### THE TASK
Retype, without alteration, each line from the line containing "point: utility wire" to the final line of the records.

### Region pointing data
******************************

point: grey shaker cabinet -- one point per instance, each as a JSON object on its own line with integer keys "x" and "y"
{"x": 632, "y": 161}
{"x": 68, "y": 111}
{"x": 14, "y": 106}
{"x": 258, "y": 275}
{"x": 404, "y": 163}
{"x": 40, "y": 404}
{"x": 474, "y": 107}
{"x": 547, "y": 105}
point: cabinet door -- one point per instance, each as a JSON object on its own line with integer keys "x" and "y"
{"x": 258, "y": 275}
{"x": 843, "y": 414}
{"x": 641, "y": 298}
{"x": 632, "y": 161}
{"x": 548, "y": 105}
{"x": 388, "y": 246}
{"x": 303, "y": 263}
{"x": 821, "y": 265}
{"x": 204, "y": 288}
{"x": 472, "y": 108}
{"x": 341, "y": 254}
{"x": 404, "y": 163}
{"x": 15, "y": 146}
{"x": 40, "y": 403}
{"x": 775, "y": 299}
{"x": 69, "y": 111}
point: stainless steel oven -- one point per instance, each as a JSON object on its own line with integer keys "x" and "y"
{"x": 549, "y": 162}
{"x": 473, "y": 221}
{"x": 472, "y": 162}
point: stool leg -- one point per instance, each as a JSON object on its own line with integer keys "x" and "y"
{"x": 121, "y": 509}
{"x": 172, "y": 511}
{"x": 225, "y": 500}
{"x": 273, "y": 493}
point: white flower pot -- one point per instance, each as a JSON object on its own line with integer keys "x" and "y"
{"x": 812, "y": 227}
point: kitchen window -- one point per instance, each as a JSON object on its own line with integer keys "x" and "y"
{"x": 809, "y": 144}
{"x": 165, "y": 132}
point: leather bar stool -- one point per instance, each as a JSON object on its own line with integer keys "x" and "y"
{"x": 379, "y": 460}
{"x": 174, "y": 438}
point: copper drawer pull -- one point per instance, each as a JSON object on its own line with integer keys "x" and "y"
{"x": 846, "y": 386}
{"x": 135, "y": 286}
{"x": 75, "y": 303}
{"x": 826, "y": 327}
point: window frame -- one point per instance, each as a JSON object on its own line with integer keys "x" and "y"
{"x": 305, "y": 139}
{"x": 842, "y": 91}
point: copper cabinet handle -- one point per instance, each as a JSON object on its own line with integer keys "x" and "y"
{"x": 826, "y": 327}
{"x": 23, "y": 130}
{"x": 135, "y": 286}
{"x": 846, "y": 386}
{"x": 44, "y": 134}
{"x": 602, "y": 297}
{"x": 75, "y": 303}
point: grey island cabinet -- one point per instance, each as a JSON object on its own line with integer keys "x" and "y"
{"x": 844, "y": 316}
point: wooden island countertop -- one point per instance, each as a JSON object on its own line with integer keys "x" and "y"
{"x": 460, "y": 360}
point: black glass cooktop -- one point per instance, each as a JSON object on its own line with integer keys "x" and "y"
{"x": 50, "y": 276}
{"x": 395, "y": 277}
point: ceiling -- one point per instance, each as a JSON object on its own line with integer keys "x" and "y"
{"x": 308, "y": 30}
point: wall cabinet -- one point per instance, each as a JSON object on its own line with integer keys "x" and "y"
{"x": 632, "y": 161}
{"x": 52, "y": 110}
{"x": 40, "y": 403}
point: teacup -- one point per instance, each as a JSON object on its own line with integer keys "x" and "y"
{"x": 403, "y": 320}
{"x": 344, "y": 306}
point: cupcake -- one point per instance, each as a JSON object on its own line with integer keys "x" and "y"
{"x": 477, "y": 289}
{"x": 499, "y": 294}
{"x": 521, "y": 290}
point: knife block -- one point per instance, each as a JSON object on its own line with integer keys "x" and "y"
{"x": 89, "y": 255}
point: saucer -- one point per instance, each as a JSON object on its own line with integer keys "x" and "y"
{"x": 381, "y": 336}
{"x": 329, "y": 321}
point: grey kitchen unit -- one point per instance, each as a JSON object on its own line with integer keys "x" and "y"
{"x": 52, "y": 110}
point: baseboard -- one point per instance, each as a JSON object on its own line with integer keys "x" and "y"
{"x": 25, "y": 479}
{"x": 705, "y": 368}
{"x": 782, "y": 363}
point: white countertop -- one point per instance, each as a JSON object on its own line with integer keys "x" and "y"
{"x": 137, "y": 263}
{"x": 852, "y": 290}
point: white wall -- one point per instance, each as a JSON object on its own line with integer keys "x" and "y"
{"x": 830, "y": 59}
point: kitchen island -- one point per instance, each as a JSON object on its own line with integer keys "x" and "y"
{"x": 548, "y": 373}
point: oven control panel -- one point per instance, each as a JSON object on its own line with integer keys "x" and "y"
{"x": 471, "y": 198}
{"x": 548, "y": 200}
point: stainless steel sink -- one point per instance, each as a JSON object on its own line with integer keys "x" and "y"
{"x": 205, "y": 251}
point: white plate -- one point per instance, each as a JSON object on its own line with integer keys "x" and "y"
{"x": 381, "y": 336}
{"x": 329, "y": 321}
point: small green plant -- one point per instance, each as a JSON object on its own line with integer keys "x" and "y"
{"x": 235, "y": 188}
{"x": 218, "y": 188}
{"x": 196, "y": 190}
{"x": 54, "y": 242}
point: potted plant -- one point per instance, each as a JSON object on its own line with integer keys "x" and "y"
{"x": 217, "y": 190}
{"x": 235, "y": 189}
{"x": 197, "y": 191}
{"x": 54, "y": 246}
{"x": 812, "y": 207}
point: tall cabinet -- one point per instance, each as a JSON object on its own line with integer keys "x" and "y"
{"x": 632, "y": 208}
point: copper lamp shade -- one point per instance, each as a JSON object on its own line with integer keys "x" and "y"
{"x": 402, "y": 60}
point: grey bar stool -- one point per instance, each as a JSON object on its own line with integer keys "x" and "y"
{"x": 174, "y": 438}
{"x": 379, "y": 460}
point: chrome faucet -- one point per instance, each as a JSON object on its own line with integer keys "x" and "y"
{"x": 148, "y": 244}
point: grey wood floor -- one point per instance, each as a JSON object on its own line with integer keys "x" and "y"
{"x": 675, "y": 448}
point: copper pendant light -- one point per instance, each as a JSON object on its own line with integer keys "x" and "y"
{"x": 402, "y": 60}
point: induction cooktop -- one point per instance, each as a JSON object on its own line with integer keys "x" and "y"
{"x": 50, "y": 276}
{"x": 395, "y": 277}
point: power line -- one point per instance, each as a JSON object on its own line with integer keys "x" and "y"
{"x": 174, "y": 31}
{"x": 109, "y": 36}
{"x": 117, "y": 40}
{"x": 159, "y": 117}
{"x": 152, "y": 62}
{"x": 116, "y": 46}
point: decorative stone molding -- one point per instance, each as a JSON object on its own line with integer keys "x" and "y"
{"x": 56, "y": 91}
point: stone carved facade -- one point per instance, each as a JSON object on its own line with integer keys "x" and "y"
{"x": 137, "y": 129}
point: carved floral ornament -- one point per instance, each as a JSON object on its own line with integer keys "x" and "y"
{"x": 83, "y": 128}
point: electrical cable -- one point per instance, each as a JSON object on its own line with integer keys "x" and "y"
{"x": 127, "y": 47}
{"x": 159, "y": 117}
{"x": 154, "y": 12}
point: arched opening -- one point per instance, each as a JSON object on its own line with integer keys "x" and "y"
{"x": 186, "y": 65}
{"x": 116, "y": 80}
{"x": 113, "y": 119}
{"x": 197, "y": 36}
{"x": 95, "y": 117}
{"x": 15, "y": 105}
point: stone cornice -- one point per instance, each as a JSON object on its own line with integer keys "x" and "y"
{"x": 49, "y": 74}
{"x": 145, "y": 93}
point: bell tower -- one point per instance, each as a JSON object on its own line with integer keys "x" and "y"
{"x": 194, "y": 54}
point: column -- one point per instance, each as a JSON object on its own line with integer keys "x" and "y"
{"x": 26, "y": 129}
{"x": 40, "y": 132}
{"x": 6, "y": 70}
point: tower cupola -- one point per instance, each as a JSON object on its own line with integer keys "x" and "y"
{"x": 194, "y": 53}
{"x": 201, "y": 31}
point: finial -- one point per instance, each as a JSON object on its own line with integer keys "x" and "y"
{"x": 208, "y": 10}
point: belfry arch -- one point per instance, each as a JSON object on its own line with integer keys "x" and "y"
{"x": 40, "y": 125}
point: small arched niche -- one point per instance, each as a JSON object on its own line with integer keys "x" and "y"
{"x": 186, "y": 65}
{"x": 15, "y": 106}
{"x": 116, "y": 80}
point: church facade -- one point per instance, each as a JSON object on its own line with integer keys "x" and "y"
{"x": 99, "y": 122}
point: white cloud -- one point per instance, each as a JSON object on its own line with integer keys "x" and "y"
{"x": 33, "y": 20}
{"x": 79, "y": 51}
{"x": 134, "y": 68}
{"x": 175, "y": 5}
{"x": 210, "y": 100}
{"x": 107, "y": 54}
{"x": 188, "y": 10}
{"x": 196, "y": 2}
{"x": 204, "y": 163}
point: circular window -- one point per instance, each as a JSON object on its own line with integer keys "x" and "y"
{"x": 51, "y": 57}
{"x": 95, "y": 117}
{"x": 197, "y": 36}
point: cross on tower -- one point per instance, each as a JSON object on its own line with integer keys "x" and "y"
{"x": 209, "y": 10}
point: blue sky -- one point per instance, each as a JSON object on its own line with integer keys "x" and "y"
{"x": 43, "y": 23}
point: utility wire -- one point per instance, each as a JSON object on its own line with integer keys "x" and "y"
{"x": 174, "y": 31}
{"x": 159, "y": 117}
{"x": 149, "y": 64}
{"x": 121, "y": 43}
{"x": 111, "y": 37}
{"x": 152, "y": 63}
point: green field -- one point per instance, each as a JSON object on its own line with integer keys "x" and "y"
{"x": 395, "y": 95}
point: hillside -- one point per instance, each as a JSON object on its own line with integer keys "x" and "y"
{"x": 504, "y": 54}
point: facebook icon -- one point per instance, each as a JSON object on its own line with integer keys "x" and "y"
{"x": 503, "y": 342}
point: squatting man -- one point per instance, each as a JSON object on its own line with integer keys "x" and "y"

******************************

### COMPLETED EXERCISE
point: utility wire -- one point per instance, each as a JSON object on its own line with integer keys "x" and "y"
{"x": 174, "y": 31}
{"x": 159, "y": 117}
{"x": 149, "y": 64}
{"x": 121, "y": 43}
{"x": 111, "y": 37}
{"x": 152, "y": 63}
point: green field -- one point per instance, each as a JSON object on its own line with integer keys "x" and "y"
{"x": 395, "y": 95}
point: hillside -- one point per instance, each as a JSON object on its own line with integer keys "x" and "y"
{"x": 504, "y": 54}
point: facebook icon -- one point per instance, each as a JSON object on its own line with integer keys "x" and "y"
{"x": 503, "y": 342}
point: squatting man -- one point per instance, each as a JSON object on its own line with integer keys "x" and "y"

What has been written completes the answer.